## Directions for this task
Copy the lines from the one with "Provide the mask of every instance of the man's" up to and including the last line, putting "Object" in place of "Target" and changing nothing else. Leave the pictures out of your copy.

Saved data entries:
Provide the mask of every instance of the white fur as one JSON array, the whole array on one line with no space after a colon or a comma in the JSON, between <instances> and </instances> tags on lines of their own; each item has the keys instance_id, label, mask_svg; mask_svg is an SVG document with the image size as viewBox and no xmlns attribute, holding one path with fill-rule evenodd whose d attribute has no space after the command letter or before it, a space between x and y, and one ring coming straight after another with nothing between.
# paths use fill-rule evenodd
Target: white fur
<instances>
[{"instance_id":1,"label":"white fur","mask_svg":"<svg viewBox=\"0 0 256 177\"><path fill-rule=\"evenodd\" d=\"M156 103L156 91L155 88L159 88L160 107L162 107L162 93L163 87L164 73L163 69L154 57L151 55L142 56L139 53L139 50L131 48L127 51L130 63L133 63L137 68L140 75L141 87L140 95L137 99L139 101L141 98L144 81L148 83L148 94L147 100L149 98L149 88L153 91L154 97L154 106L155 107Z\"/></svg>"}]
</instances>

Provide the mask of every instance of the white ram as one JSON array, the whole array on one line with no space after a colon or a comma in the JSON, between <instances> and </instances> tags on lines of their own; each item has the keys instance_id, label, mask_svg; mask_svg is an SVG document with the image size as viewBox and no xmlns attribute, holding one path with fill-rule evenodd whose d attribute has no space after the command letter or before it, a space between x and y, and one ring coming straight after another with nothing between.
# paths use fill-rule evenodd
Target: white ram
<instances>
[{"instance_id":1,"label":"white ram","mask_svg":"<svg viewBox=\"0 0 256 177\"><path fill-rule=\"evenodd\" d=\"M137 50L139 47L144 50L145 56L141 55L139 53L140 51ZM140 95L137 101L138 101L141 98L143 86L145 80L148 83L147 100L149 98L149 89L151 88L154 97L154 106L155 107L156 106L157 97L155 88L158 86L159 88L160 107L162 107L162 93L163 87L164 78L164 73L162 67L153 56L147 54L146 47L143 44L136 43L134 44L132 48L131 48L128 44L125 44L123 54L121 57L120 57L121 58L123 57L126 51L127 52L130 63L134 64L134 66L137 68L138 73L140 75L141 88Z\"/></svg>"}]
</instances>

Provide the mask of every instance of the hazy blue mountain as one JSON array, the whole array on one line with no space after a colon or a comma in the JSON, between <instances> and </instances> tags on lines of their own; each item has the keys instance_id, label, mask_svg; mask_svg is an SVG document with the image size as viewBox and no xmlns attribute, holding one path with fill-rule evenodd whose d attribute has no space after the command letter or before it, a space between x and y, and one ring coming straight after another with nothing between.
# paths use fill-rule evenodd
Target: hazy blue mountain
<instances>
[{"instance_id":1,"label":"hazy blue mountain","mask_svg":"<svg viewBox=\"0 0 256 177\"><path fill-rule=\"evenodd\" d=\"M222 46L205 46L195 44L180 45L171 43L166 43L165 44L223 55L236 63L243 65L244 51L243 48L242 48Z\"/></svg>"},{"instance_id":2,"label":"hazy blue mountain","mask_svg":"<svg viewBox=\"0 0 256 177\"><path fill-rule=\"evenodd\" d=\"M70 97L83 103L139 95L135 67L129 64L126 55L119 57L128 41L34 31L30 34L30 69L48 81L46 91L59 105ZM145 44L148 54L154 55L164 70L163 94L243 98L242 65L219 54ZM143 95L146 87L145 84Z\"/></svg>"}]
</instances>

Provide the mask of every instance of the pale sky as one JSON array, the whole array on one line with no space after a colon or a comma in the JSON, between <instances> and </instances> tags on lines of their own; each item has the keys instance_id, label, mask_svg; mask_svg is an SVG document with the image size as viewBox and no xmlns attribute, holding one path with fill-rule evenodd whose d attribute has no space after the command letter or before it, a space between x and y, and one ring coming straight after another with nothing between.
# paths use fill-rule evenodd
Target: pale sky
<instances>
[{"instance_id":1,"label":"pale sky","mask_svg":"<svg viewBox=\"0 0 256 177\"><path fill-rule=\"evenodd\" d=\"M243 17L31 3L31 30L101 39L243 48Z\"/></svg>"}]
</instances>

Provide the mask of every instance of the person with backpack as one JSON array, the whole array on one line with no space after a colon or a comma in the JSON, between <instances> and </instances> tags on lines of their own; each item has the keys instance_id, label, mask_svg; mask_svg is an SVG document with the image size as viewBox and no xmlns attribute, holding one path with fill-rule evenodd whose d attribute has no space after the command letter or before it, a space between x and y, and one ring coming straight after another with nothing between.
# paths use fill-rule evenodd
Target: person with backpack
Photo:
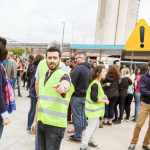
<instances>
[{"instance_id":1,"label":"person with backpack","mask_svg":"<svg viewBox=\"0 0 150 150\"><path fill-rule=\"evenodd\" d=\"M134 118L132 119L132 122L137 121L137 117L138 117L138 114L139 114L140 103L141 103L141 100L140 100L141 93L140 93L140 90L139 90L139 81L140 81L141 76L143 74L145 74L146 72L147 72L147 67L146 66L140 66L140 72L137 75L136 80L135 80L135 92L134 92L135 115L134 115Z\"/></svg>"},{"instance_id":2,"label":"person with backpack","mask_svg":"<svg viewBox=\"0 0 150 150\"><path fill-rule=\"evenodd\" d=\"M6 84L8 77L3 66L3 61L6 59L8 54L8 51L6 50L6 43L6 39L0 37L0 138L3 133L4 125L10 123L6 105Z\"/></svg>"},{"instance_id":3,"label":"person with backpack","mask_svg":"<svg viewBox=\"0 0 150 150\"><path fill-rule=\"evenodd\" d=\"M104 94L100 84L101 79L105 78L105 69L102 66L93 68L90 85L86 94L85 113L88 117L88 127L80 150L90 150L88 146L100 148L94 143L94 135L99 128L99 117L103 117L105 113L105 103L108 105L109 100Z\"/></svg>"}]
</instances>

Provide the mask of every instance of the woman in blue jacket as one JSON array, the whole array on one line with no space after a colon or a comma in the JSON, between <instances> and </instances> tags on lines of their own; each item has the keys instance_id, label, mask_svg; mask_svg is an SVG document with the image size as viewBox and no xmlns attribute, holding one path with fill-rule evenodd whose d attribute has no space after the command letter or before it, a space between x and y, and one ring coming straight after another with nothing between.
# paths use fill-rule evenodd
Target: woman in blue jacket
<instances>
[{"instance_id":1,"label":"woman in blue jacket","mask_svg":"<svg viewBox=\"0 0 150 150\"><path fill-rule=\"evenodd\" d=\"M0 138L3 132L4 125L10 123L7 107L6 107L6 77L3 66L3 61L6 59L8 51L6 50L6 40L0 37Z\"/></svg>"}]
</instances>

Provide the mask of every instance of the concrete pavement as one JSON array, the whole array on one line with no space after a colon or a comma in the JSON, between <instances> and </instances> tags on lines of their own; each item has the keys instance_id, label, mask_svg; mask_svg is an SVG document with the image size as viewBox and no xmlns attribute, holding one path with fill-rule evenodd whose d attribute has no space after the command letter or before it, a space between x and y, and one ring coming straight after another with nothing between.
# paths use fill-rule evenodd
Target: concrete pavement
<instances>
[{"instance_id":1,"label":"concrete pavement","mask_svg":"<svg viewBox=\"0 0 150 150\"><path fill-rule=\"evenodd\" d=\"M17 93L17 90L16 90ZM34 135L27 133L27 117L30 108L30 98L27 98L28 91L21 88L22 96L16 96L17 110L10 115L11 123L5 126L0 140L0 150L34 150ZM16 94L17 95L17 94ZM134 103L132 103L131 116L134 115ZM130 118L131 119L131 118ZM68 125L67 130L73 126ZM127 150L132 139L135 123L123 121L121 125L106 126L98 129L95 135L95 143L101 146L101 150ZM144 124L139 142L135 150L142 149L142 142L148 128L148 118ZM65 133L60 150L79 150L80 144L66 141L69 133ZM94 148L92 149L94 150Z\"/></svg>"}]
</instances>

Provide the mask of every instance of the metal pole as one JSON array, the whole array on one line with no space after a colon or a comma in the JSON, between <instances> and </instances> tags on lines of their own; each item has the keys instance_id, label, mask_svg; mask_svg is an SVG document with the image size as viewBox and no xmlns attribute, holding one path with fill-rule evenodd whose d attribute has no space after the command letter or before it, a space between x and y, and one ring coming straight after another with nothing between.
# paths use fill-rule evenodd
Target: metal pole
<instances>
[{"instance_id":1,"label":"metal pole","mask_svg":"<svg viewBox=\"0 0 150 150\"><path fill-rule=\"evenodd\" d=\"M64 42L64 30L65 30L65 23L62 22L64 24L64 27L63 27L63 37L62 37L62 49L61 49L61 53L63 51L63 42Z\"/></svg>"}]
</instances>

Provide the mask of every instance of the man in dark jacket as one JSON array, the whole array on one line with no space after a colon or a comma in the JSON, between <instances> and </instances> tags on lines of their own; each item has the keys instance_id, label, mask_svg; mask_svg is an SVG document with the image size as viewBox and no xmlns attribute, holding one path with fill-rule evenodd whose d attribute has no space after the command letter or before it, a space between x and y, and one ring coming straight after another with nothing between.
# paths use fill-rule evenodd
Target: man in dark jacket
<instances>
[{"instance_id":1,"label":"man in dark jacket","mask_svg":"<svg viewBox=\"0 0 150 150\"><path fill-rule=\"evenodd\" d=\"M139 90L141 93L140 112L137 118L137 123L134 129L133 139L131 141L131 145L129 146L129 150L135 149L135 146L139 139L141 128L144 125L148 115L150 115L150 62L148 64L148 69L149 71L146 72L144 75L142 75L139 81ZM150 142L150 120L142 148L145 150L150 150L150 148L148 148L149 142Z\"/></svg>"},{"instance_id":2,"label":"man in dark jacket","mask_svg":"<svg viewBox=\"0 0 150 150\"><path fill-rule=\"evenodd\" d=\"M70 142L80 143L82 139L82 131L86 126L85 100L90 82L91 66L88 62L86 62L87 55L84 52L76 53L75 60L77 66L71 75L71 80L75 88L75 92L71 97L75 134L71 135L67 140Z\"/></svg>"},{"instance_id":3,"label":"man in dark jacket","mask_svg":"<svg viewBox=\"0 0 150 150\"><path fill-rule=\"evenodd\" d=\"M28 88L30 88L30 85L31 85L32 75L31 75L31 72L30 72L30 68L31 68L31 66L33 64L33 60L34 60L34 56L33 55L29 55L30 64L29 64L28 70L27 70ZM30 97L30 95L27 96L27 97Z\"/></svg>"}]
</instances>

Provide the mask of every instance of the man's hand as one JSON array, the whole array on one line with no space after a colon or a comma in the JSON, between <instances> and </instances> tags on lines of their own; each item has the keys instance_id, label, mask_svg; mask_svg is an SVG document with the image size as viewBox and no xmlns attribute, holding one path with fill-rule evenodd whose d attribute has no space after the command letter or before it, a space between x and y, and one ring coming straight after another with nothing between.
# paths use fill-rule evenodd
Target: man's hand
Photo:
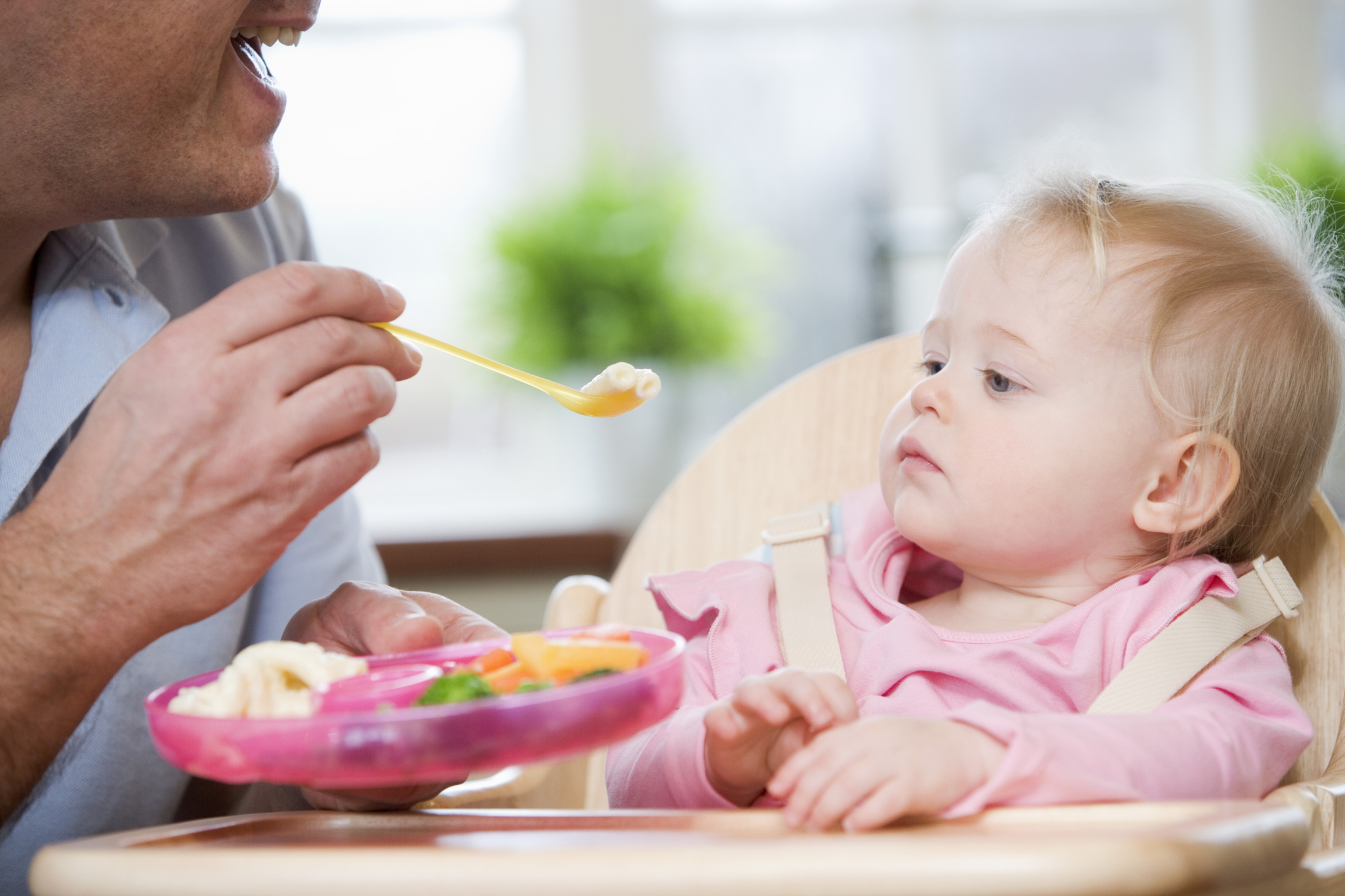
<instances>
[{"instance_id":1,"label":"man's hand","mask_svg":"<svg viewBox=\"0 0 1345 896\"><path fill-rule=\"evenodd\" d=\"M235 600L378 459L420 355L359 321L405 302L289 263L172 321L112 376L0 525L0 818L117 669Z\"/></svg>"},{"instance_id":2,"label":"man's hand","mask_svg":"<svg viewBox=\"0 0 1345 896\"><path fill-rule=\"evenodd\" d=\"M300 609L282 637L320 643L324 650L364 656L488 641L506 634L490 619L437 594L347 582L321 600Z\"/></svg>"},{"instance_id":3,"label":"man's hand","mask_svg":"<svg viewBox=\"0 0 1345 896\"><path fill-rule=\"evenodd\" d=\"M286 641L315 642L325 650L356 656L503 637L503 629L448 598L426 591L398 591L369 582L347 582L331 595L303 607L285 626L284 634ZM304 787L303 794L317 809L369 811L402 809L456 783L460 782L342 791Z\"/></svg>"},{"instance_id":4,"label":"man's hand","mask_svg":"<svg viewBox=\"0 0 1345 896\"><path fill-rule=\"evenodd\" d=\"M791 755L855 719L854 696L830 672L776 669L744 678L705 712L705 771L732 803L751 805Z\"/></svg>"},{"instance_id":5,"label":"man's hand","mask_svg":"<svg viewBox=\"0 0 1345 896\"><path fill-rule=\"evenodd\" d=\"M826 830L933 815L994 775L1005 747L971 725L882 716L831 728L785 760L767 789L784 821Z\"/></svg>"}]
</instances>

## Result of the exercise
Provide the mask of every instance of the man's hand as one JSON array, the whole array on one line with no space after a colon or a comma in the JSON, between <instances> and </instances> tags on lines of their own; each item has the keys instance_id, label, mask_svg; mask_svg is an SVG document with the image size as viewBox and no xmlns attribute, holding one path with fill-rule evenodd whose d attribute has no space after the command letter or before it, a space between x and y, and one ring coming straight after another with nothing between.
# paths use fill-rule evenodd
Object: man's hand
Photo:
<instances>
[{"instance_id":1,"label":"man's hand","mask_svg":"<svg viewBox=\"0 0 1345 896\"><path fill-rule=\"evenodd\" d=\"M235 600L378 459L420 355L359 321L405 302L289 263L172 321L112 376L0 525L0 818L117 669Z\"/></svg>"},{"instance_id":2,"label":"man's hand","mask_svg":"<svg viewBox=\"0 0 1345 896\"><path fill-rule=\"evenodd\" d=\"M300 609L282 637L320 643L324 650L364 656L488 641L506 634L490 619L437 594L347 582L321 600Z\"/></svg>"},{"instance_id":3,"label":"man's hand","mask_svg":"<svg viewBox=\"0 0 1345 896\"><path fill-rule=\"evenodd\" d=\"M286 641L315 642L325 650L356 656L503 637L503 629L448 598L426 591L398 591L369 582L347 582L331 595L303 607L285 626L284 634ZM304 787L303 794L317 809L369 811L402 809L456 783L460 782L342 791Z\"/></svg>"},{"instance_id":4,"label":"man's hand","mask_svg":"<svg viewBox=\"0 0 1345 896\"><path fill-rule=\"evenodd\" d=\"M791 755L855 719L854 696L830 672L776 669L744 678L705 712L705 771L732 803L751 805Z\"/></svg>"},{"instance_id":5,"label":"man's hand","mask_svg":"<svg viewBox=\"0 0 1345 896\"><path fill-rule=\"evenodd\" d=\"M826 830L933 815L994 775L1005 747L971 725L882 716L831 728L785 760L767 789L784 821Z\"/></svg>"}]
</instances>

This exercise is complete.